==== Data to use ====
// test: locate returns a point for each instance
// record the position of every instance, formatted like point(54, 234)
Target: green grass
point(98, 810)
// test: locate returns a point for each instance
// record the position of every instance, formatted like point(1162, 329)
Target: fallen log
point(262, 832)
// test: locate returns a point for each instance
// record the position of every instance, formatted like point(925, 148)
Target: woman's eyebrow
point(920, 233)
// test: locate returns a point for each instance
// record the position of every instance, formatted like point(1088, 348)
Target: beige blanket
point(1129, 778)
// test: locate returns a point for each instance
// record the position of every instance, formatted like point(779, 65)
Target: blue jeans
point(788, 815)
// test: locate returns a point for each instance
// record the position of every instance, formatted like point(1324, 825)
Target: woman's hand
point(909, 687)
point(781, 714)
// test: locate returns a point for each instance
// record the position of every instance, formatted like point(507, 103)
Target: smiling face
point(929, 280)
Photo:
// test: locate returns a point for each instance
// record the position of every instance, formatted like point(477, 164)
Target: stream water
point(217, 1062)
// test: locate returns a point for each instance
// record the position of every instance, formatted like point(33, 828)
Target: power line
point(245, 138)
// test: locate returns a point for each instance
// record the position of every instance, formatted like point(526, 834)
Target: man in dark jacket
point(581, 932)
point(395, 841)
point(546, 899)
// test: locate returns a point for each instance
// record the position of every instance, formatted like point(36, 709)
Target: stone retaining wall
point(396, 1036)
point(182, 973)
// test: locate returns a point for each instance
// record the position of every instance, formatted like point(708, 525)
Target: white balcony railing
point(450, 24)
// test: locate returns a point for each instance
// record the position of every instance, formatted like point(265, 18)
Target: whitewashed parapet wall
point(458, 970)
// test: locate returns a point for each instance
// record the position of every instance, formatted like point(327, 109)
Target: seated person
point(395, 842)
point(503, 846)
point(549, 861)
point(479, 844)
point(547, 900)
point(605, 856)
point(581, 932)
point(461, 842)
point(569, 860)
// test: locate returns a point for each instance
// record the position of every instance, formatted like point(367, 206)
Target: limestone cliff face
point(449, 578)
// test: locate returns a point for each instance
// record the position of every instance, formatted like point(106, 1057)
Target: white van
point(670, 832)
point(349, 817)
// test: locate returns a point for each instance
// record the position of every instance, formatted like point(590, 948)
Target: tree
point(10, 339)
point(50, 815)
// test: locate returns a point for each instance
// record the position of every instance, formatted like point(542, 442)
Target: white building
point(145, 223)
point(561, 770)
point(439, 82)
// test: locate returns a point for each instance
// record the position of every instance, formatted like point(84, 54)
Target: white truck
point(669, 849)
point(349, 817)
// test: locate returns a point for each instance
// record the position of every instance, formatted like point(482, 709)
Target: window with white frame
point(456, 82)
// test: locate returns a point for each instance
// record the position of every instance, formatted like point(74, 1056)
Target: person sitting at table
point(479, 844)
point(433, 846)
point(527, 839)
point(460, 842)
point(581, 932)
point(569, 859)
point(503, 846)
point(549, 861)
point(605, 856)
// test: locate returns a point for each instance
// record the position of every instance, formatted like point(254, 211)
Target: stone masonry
====
# Task prompt
Give back each line above precisely as it stands.

# Output
// test: locate returns a point for each instance
// record the position of every instance, formatted like point(54, 234)
Target: green grass
point(98, 810)
// test: locate returns a point for each instance
// record the position of every instance, formatted like point(1162, 329)
Target: fallen log
point(262, 832)
// test: locate returns a point for each instance
// record the position of every instance, formatted like point(925, 148)
Target: woman's eyebrow
point(920, 233)
// test: locate returns a point for each instance
// record the position of every instance, formatted like point(1088, 348)
Target: beige blanket
point(1129, 778)
// test: locate returns a point for each instance
// record the position of every instance, formatted like point(779, 65)
Target: blue jeans
point(788, 815)
// test: locate returns a point for each instance
// record the position of every instance, formatted like point(1324, 825)
Target: woman's hand
point(909, 687)
point(781, 714)
// test: locate returns a point for each instance
// record the position of every instance, formatted like point(507, 103)
Target: smiling face
point(929, 280)
Photo:
// test: locate returns a point for each instance
// record the position of every instance, formatted like point(477, 164)
Target: stream water
point(217, 1062)
// test: locate returns a point for each instance
// record the position of every instance, formatted like point(33, 828)
Target: power line
point(245, 138)
// test: locate returns a point for each instance
// record the position of every instance, formatted like point(526, 834)
Target: man in dark jacket
point(581, 932)
point(395, 841)
point(546, 899)
// test: locate returns a point for each instance
// record the position of every instance, formatted like point(36, 709)
Target: stone retaining wall
point(396, 1036)
point(182, 973)
// test: locate returns a point for each instance
// record the position of every instance, formatted like point(708, 525)
Target: white balcony railing
point(450, 24)
// test: locate returns a point for each instance
// record the position of every instance, formatted like point(265, 18)
Target: whitewashed parapet wall
point(458, 970)
// test: locate returns a point for each instance
// record the position of every instance, formatted like point(327, 109)
Target: seated person
point(395, 842)
point(503, 846)
point(549, 861)
point(479, 844)
point(547, 900)
point(605, 856)
point(581, 932)
point(461, 842)
point(569, 860)
// test: locate returns a point for each instance
// record the position of every instance, formatted like point(367, 206)
Target: limestone cliff face
point(449, 578)
// test: locate returns a point for each instance
// record the position of every instance, formatted like point(106, 1057)
Target: white van
point(670, 832)
point(349, 817)
// test: locate returns a point for each instance
// record the position of every instance, formatted like point(590, 948)
Target: tree
point(10, 339)
point(50, 815)
// test: locate returns a point for each instance
// record the position of every instance, formatted like point(542, 442)
Target: white building
point(145, 223)
point(561, 770)
point(439, 82)
// test: locate returns a point for each instance
// record the position of every instance, formatted like point(84, 54)
Target: white truck
point(669, 849)
point(349, 817)
// test: locate returns a point for each instance
// record the position of every instance, formatted like point(482, 709)
Target: window with white frame
point(456, 82)
// test: locate returns a point for each instance
// record the position of every instance, formatted like point(74, 1056)
Target: person sitting at table
point(479, 844)
point(433, 846)
point(527, 839)
point(460, 842)
point(581, 932)
point(569, 859)
point(503, 846)
point(549, 861)
point(605, 856)
// test: locate returns a point for each instance
// record the position of every instance, formatted like point(254, 211)
Target: stone masonry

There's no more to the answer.